(A block of data)
## Begin
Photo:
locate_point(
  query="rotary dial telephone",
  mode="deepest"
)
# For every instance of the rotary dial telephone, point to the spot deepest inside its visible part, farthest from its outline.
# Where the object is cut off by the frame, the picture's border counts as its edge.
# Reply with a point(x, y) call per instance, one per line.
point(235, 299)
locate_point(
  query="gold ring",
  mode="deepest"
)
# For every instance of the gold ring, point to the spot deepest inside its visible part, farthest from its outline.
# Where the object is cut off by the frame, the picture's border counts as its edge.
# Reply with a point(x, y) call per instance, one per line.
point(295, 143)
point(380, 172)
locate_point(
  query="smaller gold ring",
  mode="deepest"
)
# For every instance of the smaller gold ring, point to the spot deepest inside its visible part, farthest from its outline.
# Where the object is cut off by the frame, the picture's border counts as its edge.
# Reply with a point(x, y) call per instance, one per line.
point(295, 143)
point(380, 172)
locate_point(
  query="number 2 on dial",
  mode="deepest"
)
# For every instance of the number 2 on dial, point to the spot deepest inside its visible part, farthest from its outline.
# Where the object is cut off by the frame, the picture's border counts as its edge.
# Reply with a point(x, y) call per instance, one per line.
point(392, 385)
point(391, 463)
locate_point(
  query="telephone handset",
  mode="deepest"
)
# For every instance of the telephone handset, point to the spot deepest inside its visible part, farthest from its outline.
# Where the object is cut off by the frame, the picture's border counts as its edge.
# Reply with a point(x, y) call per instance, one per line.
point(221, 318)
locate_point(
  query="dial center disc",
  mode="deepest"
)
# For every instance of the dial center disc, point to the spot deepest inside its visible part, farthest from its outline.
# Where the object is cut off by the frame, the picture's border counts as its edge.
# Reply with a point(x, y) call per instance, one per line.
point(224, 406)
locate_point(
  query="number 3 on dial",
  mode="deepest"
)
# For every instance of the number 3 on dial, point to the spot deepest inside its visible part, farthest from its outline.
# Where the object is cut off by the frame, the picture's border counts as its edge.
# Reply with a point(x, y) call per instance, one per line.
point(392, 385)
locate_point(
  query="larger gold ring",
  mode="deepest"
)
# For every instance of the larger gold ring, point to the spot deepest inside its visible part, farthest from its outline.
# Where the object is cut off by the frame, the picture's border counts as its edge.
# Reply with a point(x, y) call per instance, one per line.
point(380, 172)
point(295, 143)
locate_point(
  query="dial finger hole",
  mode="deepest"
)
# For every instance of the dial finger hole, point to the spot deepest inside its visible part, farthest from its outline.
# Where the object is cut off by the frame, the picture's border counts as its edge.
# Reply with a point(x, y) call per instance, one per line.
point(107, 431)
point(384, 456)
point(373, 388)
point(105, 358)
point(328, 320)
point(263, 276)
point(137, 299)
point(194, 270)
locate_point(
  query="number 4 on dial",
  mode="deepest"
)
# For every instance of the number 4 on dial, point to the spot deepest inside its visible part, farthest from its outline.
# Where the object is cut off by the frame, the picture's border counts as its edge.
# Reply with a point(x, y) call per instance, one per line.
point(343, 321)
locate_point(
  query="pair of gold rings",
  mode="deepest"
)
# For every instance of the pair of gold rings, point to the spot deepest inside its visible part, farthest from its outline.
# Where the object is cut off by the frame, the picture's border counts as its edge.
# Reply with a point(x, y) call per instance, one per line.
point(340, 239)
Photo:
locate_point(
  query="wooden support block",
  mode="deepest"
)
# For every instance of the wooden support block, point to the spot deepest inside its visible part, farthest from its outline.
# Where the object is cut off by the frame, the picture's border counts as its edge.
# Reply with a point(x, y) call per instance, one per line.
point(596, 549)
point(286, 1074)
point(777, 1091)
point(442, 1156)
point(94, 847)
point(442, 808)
## End
Can you recast all of the material above as a numbered list, leaving out any blank lines?

SOLUTION TO THIS PROBLEM:
1. Photo:
2. locate_point(
3.   query="rotary dial telephone",
4.   mode="deepest"
5. )
6. # For every instance of the rotary dial telephone, point to the spot deepest inside its visible part, farthest from its outline.
7. # Where the object is cut off by the frame, the picture's border counts as its edge.
8. # Reply with a point(x, y) call per instance, one per line.
9. point(235, 299)
10. locate_point(
11.   query="gold ring",
12.   mode="deepest"
13. )
14. # For every instance of the gold ring, point to the spot deepest inside its visible part, farthest from its outline.
15. # Where the object is cut off by the frame, the picture's border counts as its edge.
16. # Reply with a point(x, y) call per instance, one per line.
17. point(295, 143)
18. point(380, 172)
19. locate_point(
20.   query="smaller gold ring",
21.   mode="deepest"
22. )
23. # For every instance of the smaller gold ring, point to the spot deepest inside its visible part, farthest from its outline.
24. # Where the object is cut off by the frame, the picture's border counts as its edge.
25. # Reply with a point(x, y) call per instance, one per line.
26. point(295, 143)
27. point(380, 172)
28. locate_point(
29.   query="number 2 on dial",
30.   mode="deepest"
31. )
32. # For every instance of the number 2 on dial, point to the spot deepest inside its visible part, farthest from its outline.
33. # Where the object is cut off by the frame, the picture's border counts as its edge.
34. # Reply with a point(x, y) call per instance, one per line.
35. point(392, 385)
36. point(391, 463)
37. locate_point(
38.   query="telephone handset",
39.   mode="deepest"
40. )
41. # For every instance of the telephone handset, point to the spot deepest inside its visible part, farthest from its outline.
42. # Where the object is cut off by the frame, the picture's border counts as its edge.
43. # Reply with a point(x, y) call per instance, one per line.
44. point(221, 318)
45. locate_point(
46.   query="dial center disc",
47.   mode="deepest"
48. )
49. # For every instance of the dial center disc, point to the spot deepest inside its visible part, farthest from its outline.
50. # Where the object is cut off by the frame, the picture's border counts as its edge.
51. # Reply with a point(x, y) call per instance, one per line.
52. point(224, 406)
53. locate_point(
54.   query="number 3 on dial",
55.   mode="deepest"
56. )
57. # For every instance of the number 3 on dial, point to the spot deepest inside its visible part, farthest from its outline.
58. # Where the object is cut off by the frame, the picture's border counts as its edge.
59. # Reply with a point(x, y) call per instance, one per line.
60. point(392, 385)
61. locate_point(
62.   query="larger gold ring",
63.   mode="deepest"
64. )
65. # For every instance of the larger gold ring, point to the spot deepest inside its visible part, farthest from its outline.
66. # Where the object is cut off by the frame, the picture's border counts as its edge.
67. # Reply with a point(x, y) call per instance, one per line.
68. point(380, 172)
69. point(295, 143)
70. locate_point(
71.   query="dial finger hole",
72.   mode="deepest"
73. )
74. # For every instance of the dial finger hole, point to the spot deepest inside its visible part, farthest from its outline.
75. # Where the object is cut off by the frame, the picture's border counts as its edge.
76. # Reply with a point(x, y) call per instance, one per line.
77. point(107, 431)
78. point(384, 456)
79. point(373, 388)
80. point(105, 358)
81. point(328, 320)
82. point(263, 276)
83. point(137, 299)
84. point(194, 270)
85. locate_point(
86.   query="number 4 on dial",
87.   mode="deepest"
88. )
89. # For every instance of the number 4 on dial, point to the spot deepest inside its visible part, farthest from its outline.
90. # Where the object is cut off by the frame, the picture's border counts as its edge.
91. # Reply with a point(x, y) call per instance, one per line.
92. point(343, 321)
93. locate_point(
94.   query="pair of gold rings",
95.   mode="deepest"
96. )
97. # For every instance of the pair of gold rings, point to the spot deepest inside its visible part, farthest from its outline.
98. # Where the object is cut off by the frame, the picture's border counts as its edge.
99. # Reply with a point(x, y) call per instance, one per line.
100. point(340, 239)
101. Photo:
102. locate_point(
103.   query="wooden support block",
104.   mode="deepest"
105. )
106. # For every instance of the wooden support block, point to the spot deepest inside its visible part, farthest from its outline.
107. # Where the object is cut off by the frame, the picture's border counts as its edge.
108. # Reply with a point(x, y) call per instance, one per line.
109. point(596, 549)
110. point(286, 1074)
111. point(777, 1091)
112. point(442, 1156)
113. point(94, 847)
114. point(442, 808)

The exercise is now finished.